▶ Exercise goal: Gather from the material every line that contains the string "treeline".

▶ Data shown:
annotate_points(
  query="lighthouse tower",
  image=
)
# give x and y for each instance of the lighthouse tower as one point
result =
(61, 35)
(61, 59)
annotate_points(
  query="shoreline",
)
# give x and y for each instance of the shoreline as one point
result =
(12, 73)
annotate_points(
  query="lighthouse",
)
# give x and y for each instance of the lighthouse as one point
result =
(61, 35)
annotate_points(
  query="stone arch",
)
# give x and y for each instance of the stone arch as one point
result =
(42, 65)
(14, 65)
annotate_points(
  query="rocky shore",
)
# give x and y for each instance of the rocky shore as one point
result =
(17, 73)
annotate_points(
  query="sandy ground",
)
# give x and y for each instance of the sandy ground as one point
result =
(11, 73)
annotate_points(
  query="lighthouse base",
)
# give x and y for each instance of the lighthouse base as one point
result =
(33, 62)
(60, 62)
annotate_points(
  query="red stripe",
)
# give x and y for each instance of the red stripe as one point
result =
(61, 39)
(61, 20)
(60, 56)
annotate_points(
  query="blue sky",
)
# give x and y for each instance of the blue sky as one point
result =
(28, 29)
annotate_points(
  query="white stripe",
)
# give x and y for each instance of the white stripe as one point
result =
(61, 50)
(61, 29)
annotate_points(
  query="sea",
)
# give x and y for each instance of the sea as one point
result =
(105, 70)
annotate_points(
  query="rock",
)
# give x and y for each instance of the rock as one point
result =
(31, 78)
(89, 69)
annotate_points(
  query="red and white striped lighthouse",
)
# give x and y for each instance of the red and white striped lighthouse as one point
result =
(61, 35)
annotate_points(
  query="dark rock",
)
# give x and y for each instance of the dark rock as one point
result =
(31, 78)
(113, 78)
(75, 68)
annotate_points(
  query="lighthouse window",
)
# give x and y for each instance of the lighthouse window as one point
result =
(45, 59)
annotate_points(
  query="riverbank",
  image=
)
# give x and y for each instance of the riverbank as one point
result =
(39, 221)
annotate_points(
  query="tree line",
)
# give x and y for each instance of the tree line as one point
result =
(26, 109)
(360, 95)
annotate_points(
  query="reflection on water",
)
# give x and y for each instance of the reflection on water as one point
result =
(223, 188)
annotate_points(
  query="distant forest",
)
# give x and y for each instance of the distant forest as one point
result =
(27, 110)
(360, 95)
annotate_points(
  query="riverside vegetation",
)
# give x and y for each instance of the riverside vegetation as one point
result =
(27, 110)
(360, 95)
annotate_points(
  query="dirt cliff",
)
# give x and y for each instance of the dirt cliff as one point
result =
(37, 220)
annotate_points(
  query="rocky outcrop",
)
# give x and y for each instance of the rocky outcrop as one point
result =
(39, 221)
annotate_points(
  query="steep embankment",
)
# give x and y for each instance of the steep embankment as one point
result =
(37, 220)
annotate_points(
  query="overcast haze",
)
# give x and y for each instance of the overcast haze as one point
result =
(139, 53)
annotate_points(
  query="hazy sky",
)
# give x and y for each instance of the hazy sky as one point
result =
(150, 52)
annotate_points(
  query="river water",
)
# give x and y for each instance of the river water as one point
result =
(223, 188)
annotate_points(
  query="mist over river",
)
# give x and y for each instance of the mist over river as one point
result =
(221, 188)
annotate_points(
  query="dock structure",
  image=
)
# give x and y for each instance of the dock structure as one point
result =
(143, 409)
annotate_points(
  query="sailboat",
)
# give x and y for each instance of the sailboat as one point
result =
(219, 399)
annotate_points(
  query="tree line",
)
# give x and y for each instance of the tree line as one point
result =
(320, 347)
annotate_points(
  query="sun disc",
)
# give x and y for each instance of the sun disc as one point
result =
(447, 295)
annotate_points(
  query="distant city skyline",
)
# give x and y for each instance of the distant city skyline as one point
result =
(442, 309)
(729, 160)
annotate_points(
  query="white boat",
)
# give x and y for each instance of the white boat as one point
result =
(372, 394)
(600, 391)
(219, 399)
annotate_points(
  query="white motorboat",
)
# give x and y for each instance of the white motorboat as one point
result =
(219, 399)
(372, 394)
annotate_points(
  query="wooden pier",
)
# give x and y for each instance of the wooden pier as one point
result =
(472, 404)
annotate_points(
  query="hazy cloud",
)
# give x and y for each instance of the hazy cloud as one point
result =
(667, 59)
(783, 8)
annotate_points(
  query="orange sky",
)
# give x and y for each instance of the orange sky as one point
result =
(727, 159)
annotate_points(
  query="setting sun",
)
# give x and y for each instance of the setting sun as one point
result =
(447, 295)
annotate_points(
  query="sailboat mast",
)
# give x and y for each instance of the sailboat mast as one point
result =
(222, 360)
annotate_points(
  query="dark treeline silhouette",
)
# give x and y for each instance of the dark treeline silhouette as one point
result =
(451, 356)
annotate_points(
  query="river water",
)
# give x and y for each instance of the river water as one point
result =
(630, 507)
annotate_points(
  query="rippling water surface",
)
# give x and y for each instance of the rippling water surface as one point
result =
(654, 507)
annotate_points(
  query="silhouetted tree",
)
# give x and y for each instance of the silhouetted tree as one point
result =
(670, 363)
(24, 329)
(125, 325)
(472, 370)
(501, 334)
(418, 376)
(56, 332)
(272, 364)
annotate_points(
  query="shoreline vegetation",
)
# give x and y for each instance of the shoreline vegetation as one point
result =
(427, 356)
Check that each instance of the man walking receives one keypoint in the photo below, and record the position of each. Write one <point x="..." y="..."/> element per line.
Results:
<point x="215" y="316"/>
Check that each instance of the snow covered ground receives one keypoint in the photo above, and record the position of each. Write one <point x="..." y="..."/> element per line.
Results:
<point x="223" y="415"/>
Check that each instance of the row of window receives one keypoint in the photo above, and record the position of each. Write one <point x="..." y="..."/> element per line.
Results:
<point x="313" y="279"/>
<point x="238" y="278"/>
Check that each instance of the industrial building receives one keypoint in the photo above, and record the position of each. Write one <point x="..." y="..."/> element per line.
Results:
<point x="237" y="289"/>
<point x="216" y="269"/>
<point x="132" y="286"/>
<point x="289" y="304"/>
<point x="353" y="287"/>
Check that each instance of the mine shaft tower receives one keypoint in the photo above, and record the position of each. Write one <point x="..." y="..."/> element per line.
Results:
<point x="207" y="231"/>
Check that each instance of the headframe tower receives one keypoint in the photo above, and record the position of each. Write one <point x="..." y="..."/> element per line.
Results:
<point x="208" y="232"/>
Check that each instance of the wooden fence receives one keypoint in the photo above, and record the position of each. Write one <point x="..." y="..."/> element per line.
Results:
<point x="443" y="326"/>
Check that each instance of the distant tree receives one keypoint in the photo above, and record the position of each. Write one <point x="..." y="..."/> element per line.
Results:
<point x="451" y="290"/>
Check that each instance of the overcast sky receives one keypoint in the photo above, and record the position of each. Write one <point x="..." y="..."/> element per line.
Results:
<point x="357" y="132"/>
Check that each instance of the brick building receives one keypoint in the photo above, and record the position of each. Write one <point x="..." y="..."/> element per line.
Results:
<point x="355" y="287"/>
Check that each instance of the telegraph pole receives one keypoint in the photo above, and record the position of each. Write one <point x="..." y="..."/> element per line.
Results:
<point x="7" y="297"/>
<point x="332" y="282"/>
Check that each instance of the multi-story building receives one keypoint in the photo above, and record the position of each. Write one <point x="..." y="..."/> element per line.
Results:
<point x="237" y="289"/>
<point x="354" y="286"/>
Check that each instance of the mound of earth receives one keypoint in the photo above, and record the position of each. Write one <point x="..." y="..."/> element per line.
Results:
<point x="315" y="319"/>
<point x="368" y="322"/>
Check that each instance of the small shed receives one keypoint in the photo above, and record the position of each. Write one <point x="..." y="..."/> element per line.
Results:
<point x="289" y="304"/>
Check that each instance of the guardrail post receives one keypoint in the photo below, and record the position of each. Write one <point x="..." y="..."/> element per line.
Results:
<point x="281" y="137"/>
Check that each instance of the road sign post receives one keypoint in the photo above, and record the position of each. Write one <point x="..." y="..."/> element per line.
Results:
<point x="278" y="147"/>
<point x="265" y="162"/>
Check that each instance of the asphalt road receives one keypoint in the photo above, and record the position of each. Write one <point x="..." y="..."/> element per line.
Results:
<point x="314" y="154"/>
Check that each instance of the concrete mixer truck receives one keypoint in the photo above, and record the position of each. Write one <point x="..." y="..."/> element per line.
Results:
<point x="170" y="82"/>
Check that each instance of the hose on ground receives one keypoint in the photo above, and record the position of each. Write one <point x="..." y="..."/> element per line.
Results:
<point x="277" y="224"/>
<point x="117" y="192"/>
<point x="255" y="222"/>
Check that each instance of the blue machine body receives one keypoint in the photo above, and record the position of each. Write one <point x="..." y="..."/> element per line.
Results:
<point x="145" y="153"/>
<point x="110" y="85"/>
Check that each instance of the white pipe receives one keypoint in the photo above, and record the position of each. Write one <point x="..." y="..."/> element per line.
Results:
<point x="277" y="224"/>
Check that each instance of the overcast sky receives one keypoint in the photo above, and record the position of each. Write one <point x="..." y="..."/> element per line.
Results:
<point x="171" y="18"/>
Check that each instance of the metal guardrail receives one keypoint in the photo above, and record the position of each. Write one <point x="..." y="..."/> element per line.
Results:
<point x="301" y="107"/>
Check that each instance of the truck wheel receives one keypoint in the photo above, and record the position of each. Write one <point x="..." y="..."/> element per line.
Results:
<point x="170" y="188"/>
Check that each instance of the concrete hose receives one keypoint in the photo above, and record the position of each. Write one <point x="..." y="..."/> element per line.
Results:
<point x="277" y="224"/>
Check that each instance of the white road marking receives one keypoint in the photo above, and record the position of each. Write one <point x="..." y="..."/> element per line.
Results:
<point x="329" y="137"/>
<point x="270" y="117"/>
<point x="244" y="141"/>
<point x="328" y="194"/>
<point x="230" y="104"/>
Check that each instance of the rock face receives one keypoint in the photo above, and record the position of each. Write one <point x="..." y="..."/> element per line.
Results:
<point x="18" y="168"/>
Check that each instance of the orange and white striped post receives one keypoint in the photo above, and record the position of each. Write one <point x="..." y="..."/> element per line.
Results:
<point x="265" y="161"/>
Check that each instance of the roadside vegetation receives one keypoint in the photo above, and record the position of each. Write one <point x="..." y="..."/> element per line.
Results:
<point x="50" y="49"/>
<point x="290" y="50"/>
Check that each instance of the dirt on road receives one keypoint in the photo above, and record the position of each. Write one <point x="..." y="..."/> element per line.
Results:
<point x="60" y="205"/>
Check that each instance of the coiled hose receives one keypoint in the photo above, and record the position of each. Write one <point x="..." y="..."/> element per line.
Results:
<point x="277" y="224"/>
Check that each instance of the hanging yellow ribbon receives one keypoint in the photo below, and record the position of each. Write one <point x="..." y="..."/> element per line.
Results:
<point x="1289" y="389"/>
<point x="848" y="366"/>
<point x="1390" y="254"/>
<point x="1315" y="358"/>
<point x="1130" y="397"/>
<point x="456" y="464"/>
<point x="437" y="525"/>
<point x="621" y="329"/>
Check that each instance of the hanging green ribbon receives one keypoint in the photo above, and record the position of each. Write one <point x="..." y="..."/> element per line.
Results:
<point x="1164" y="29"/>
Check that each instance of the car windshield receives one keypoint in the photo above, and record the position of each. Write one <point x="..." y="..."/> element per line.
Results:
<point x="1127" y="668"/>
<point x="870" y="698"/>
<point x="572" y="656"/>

▶ Answer section:
  query="dark treeline silhouette",
# give x and y for each instance of the dark treeline silhouette as one point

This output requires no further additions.